--- MATERIALS PROVIDED ---
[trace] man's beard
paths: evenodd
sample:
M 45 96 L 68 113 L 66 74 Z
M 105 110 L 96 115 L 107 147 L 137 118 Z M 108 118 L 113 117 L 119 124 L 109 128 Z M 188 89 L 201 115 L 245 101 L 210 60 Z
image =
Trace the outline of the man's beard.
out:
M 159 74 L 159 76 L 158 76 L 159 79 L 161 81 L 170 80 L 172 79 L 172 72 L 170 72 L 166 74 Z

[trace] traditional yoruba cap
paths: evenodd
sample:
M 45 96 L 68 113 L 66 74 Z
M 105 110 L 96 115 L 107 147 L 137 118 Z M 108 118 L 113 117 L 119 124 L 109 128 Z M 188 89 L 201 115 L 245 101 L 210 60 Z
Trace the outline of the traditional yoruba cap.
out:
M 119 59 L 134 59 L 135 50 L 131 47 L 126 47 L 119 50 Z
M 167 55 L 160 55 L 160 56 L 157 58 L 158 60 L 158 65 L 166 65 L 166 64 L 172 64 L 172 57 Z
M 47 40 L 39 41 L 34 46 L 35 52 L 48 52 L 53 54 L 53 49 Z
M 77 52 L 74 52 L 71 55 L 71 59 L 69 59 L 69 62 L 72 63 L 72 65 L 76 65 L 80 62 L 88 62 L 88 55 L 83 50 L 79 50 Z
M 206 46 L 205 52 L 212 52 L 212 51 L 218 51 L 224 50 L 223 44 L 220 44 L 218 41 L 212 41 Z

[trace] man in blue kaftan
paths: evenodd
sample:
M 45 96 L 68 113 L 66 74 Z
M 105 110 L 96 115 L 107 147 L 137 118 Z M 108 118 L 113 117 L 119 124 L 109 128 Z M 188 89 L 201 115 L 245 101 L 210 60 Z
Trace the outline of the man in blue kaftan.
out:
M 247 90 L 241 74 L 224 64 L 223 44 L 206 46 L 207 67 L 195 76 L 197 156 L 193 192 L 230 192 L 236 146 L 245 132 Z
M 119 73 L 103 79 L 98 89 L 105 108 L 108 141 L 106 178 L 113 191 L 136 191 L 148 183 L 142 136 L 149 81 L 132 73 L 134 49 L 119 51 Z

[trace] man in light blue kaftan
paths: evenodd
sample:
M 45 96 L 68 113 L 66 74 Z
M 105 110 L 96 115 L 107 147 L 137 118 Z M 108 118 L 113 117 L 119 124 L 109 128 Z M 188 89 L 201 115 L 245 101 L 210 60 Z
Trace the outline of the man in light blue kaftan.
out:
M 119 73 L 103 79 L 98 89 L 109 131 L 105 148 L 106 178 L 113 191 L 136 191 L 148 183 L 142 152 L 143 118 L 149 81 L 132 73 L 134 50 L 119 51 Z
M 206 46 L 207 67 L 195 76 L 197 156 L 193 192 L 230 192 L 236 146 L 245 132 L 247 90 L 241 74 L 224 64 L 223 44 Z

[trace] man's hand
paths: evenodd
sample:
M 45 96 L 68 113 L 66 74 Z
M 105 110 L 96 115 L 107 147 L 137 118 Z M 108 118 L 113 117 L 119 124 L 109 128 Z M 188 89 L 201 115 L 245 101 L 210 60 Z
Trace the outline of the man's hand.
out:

--- BRIEF ---
Please render the lines as a JSON list of strings, one string per line with blank lines omitted. Begin at the line that has "[trace] man in blue kaftan" and stop after the line that has "M 247 90 L 241".

--- RESULT ---
[
  "[trace] man in blue kaftan",
  "paths: evenodd",
  "sample:",
  "M 45 96 L 68 113 L 66 74 Z",
  "M 105 110 L 96 115 L 107 147 L 137 118 Z M 108 118 L 113 117 L 119 124 L 109 128 Z M 188 89 L 201 115 L 245 101 L 210 60 Z",
  "Trace the outline of the man in blue kaftan.",
  "out:",
  "M 247 90 L 241 74 L 224 64 L 223 44 L 206 46 L 207 67 L 195 76 L 197 156 L 193 192 L 230 192 L 236 146 L 245 132 Z"
]